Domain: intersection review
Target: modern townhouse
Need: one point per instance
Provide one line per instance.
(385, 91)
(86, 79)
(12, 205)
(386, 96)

== == ==

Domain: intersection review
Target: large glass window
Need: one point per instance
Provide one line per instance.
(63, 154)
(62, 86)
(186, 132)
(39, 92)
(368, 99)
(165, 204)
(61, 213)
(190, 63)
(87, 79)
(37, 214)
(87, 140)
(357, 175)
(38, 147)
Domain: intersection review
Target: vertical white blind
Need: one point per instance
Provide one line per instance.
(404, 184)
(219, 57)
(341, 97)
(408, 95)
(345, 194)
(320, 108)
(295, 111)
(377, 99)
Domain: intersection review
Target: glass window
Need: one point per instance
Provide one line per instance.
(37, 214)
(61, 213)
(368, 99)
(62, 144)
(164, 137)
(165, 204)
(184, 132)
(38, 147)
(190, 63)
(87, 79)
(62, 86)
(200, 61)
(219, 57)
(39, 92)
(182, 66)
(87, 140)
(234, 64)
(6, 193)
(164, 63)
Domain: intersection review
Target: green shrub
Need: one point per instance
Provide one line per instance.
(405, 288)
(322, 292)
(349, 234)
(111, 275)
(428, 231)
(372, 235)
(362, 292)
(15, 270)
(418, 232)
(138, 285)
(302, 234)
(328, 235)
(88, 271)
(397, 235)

== == ==

**WHAT THE EXERCISE ASKS**:
How many lines in the items above contain the string "Target"? Case counts. Reply with the number only.

**FINISHED TASK**:
5